One question: how different is talking to a psychotherapist from talking to an anonymous person in a bar, *from the perspective of the person doing the talking*?

To take up a strand from The Fool's site, can we find structural similarities between the patient-therapist relationship, the addict-substance relationship, and the anonymous speaker-anonymous listener relationship that is such a part of Internet-based communication? (And, for that matter, at-random-bar conversations...)

Would I say the same thing to the fellow at the bar if knew I'd see him again tomorrow? He is my audience; do I want to keep him? And how can I know, if it is I who does the talking...?

The rules of conversation vary by country, city, age, religion, as well as personal experience. If the Internet mimics a world-wide conversation, what rules and conventions will it follow? And how will those rules shape our thinking and doing?

Burdockboy; G'day to you! Word verification seems to have disappeared...I think it went away when Blogger forced me to switch to NewBlogger. So far (knock on wood), no spammers, so I won't change it.

I'm curious about what you think our existence would be like in the ethereal realm. Are the individuals we contact necessarily the ones we *choose* to be in contact with? Or do they happen to be the ones we stumble upon by chance? I found you and the Fool by chance through Erin O'Brien; I do choose to "be around" you, but does choice play more of a role, or chance?

I might agree: in a sense, we always have been around the people we chose to be around.

Fool; I don't have an answer to you second set of questions, but I do wonder why we (myself included) feel the need to overcome our individuality to seek union with the imagined Other that exists in this one, unified 'Self'.

We base our society on the *idea* of individuality. We accord it great power and even greater respect. Yet, as Tocqueville points out, "As in periods of equality no man is compelled to lend his assistance to his fellow men, and none has any right to expect much support from them, everyone is at once independent and powerless."

As much as we worship the idea of the individual, we cannot get away from his powerlessness...

Why should the individual be the basis of society, anyway?

Just to let everyone know: it's raining outside, and it's quite nice to hear the rain.

11:28 ip.  
Blogger The Fool said...

In answer to Tocqueville, and others:

Bateson: "Form, Substance & Difference" from "Steps to an Ecology of Mind."

"Mind" you.


3:42 ap.  
Blogger BurdockBoy said...

Greetings once again LB

When I compared the Net to the ethereal realm, I was trying to illustrate how the Net contains ideas in sort of a formless realm. I believe the ethereal realm to be filled with pure consciousness-also without form.

In the ethereal realm we are filled with pure love, peace, and our highest sense of wisdom. Our creativity is peak. We have no need for materialistic nonsense. Our highest consciousness communicates with ease with others around us. The latter is also true with the Net.

As far as chance goes, I don't believe in it. We are somewhat responsible for the choices we make, but often because of our higher conscousness instead of our illusionary decisions in the physical realm. We chose our parents. Many of the people we choose to associate with have crossed our paths before. Perhaps we chose to associate with them before. Did you ever have the sensation that you really "know" someone even though you just "met" them?

I may have more later, but my daughter is beginning to stir......

Guten Nacht

5:58 ap.  
Blogger The Fool said...

Lady Bonds, Regarding "'s worth trying to understand the structures and logic beneath the monster."

There are always going to be ruptures, discontinuities, and gaps in our "understaings.

◆ Assignment ◆
Answer these questions about the blog comments above.
1. Through whom did the first commenter find Burdockboy and the Fool?
2. Which essay and book by Bateson does The Fool cite?
3. What does BurdockBoy say is beginning to happen that cuts the comment short?
The lines that follow have nothing to do with the blog comments above.

◆ Given information ◆
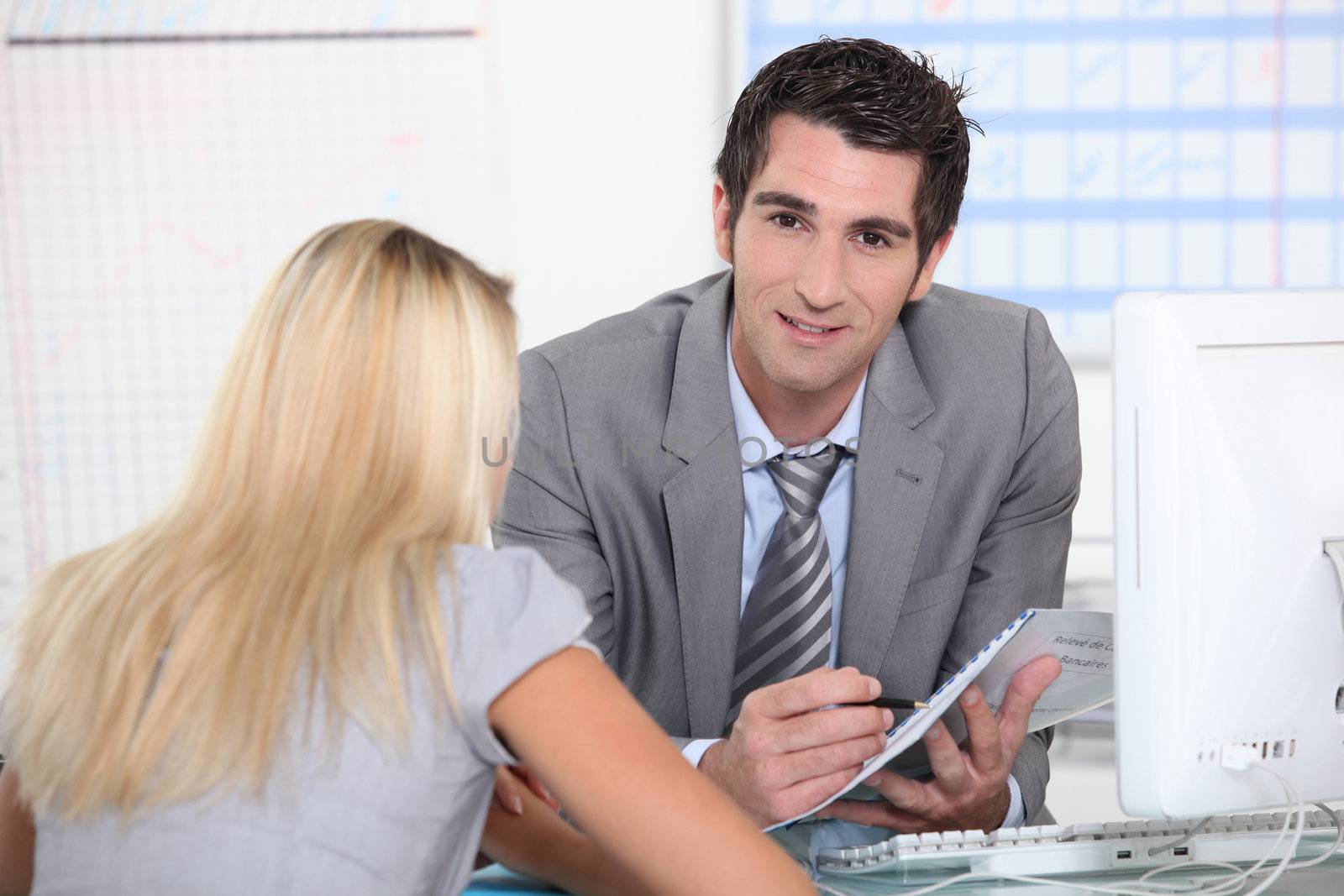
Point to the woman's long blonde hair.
(343, 453)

◆ Solved exercise ◆
1. Erin O'Brien.
2. "Form, Substance & Difference" from "Steps to an Ecology of Mind."
3. BurdockBoy's daughter is beginning to stir.